*Raw records*.
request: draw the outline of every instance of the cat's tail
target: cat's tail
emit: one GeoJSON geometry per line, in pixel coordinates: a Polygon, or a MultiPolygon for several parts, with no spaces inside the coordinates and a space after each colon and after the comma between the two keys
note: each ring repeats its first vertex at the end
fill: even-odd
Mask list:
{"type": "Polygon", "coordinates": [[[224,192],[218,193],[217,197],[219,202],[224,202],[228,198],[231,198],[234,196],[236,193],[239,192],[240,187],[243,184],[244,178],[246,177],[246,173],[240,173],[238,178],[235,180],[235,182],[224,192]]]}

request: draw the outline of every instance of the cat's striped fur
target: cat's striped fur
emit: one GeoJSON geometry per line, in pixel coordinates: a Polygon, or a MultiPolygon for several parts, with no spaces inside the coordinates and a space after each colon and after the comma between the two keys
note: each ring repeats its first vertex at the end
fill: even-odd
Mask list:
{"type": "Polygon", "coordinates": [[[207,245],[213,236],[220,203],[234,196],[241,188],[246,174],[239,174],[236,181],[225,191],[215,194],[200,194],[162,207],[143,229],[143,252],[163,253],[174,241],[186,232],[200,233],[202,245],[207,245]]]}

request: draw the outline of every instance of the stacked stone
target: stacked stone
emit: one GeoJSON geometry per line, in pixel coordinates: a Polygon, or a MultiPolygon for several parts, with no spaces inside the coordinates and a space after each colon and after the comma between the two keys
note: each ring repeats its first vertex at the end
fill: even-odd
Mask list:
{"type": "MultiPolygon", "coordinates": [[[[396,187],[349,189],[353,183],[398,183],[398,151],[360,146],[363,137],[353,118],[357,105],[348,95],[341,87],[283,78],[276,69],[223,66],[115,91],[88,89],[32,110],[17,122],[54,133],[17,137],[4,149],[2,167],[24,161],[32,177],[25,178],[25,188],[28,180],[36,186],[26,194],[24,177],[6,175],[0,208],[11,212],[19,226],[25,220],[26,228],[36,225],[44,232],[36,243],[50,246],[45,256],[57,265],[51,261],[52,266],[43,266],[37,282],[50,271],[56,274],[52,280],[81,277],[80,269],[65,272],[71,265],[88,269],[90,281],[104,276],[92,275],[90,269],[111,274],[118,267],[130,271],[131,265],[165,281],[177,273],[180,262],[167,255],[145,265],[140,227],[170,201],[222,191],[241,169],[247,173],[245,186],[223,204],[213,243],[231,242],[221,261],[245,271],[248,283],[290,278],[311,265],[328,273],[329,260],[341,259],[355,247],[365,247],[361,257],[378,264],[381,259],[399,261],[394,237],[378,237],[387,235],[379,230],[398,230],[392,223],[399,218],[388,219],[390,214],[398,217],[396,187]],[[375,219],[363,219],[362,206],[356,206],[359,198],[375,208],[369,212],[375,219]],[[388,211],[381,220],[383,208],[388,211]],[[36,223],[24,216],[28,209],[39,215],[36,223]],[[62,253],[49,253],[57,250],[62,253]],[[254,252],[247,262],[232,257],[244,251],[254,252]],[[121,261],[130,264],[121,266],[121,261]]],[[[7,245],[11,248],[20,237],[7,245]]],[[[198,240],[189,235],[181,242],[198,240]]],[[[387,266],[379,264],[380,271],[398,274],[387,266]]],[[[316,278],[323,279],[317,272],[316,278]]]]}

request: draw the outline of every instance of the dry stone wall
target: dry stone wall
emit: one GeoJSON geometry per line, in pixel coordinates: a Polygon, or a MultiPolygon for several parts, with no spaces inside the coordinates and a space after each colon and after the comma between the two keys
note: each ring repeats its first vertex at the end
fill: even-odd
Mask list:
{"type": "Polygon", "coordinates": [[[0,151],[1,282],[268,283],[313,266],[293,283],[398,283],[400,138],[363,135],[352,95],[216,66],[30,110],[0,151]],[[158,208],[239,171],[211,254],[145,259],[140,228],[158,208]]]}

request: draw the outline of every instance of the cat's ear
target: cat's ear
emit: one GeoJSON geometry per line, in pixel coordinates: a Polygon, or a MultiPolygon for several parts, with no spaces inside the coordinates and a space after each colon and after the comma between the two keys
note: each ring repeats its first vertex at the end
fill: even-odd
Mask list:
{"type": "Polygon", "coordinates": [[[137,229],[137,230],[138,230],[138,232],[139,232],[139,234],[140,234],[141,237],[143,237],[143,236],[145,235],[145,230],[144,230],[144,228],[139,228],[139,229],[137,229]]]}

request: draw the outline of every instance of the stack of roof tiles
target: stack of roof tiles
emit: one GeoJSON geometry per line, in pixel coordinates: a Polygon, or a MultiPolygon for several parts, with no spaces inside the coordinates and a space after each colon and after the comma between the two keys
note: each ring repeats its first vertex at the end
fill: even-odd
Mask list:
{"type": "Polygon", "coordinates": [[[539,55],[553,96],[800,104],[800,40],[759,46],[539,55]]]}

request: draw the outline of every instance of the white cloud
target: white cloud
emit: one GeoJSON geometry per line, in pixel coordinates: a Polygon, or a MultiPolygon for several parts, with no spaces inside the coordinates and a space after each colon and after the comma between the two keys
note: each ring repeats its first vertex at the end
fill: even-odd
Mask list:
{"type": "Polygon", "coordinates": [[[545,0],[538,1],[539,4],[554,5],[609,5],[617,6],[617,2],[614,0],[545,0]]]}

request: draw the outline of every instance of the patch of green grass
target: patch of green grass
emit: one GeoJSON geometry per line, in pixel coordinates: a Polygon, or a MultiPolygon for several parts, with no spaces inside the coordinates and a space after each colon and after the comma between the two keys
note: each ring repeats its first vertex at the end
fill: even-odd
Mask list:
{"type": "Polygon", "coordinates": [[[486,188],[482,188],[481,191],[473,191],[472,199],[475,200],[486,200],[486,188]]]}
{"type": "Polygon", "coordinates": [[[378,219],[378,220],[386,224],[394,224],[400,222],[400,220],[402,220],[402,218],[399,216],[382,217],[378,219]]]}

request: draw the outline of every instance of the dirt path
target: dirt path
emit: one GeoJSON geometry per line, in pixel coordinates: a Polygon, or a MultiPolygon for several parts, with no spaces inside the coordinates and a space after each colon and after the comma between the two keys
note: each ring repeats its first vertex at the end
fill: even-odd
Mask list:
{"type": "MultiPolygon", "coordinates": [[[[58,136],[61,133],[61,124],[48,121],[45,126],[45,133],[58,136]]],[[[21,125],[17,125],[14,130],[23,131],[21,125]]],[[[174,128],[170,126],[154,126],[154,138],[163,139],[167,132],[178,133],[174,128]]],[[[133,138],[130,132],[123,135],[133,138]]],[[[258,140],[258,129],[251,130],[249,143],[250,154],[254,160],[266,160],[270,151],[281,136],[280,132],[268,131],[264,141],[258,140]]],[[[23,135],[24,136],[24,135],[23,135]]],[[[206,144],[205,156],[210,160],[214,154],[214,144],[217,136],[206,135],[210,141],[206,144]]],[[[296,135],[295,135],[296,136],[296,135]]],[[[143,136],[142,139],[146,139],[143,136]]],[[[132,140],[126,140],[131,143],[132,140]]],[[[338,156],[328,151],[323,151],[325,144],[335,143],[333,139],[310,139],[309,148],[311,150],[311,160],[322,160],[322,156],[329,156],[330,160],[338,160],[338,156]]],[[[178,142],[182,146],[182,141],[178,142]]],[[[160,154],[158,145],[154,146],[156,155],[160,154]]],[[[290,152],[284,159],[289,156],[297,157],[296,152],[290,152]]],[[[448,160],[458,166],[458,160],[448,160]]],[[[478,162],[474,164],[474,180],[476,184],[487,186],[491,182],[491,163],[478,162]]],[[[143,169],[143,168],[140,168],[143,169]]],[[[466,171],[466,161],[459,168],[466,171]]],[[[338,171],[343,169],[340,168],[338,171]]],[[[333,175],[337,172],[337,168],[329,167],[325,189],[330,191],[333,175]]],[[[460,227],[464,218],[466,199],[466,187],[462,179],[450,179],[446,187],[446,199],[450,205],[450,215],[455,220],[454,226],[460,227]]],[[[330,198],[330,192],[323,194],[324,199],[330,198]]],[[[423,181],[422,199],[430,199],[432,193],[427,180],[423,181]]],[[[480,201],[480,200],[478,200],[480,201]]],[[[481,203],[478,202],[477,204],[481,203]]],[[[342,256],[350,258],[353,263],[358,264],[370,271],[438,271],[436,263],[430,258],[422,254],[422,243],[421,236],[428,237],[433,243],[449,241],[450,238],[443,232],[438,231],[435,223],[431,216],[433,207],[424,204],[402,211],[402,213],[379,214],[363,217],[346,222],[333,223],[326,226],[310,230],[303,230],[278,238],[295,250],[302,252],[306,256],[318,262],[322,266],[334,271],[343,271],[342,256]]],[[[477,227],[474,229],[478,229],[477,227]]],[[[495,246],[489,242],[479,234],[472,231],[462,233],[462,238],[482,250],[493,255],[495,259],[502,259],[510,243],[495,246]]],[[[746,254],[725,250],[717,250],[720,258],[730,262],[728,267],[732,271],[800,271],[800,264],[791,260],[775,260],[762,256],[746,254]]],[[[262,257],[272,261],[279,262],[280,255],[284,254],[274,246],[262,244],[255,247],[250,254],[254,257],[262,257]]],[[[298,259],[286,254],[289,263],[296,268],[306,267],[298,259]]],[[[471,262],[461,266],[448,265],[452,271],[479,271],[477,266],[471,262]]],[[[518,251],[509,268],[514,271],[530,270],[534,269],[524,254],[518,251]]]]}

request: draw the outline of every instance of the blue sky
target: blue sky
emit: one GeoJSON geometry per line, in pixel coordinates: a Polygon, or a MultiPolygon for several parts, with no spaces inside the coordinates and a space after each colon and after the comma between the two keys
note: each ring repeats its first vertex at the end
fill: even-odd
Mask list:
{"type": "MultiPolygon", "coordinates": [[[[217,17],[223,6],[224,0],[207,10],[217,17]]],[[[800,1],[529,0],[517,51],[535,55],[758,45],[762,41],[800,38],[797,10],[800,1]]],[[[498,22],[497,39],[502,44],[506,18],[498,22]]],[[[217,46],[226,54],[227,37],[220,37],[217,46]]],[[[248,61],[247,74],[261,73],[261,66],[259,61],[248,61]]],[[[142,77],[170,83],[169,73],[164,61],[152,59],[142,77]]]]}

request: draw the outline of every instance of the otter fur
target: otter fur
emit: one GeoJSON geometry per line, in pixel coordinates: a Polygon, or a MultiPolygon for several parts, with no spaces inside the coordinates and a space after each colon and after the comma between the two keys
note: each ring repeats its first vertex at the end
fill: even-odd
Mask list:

*What this task involves*.
What needs duplicating is the run of lines from the one containing "request: draw the outline of every instance of the otter" through the last line of the entries above, exact and complete.

*Written reply*.
request: draw the outline of every instance of the otter fur
target: otter fur
emit: one GeoJSON geometry per line, in pixel coordinates: a Polygon, or a MultiPolygon for several parts, with no spaces inside the coordinates and a space after each colon and after the comma between the two keys
note: each ring repeats its first vertex at the end
fill: even-odd
Mask list:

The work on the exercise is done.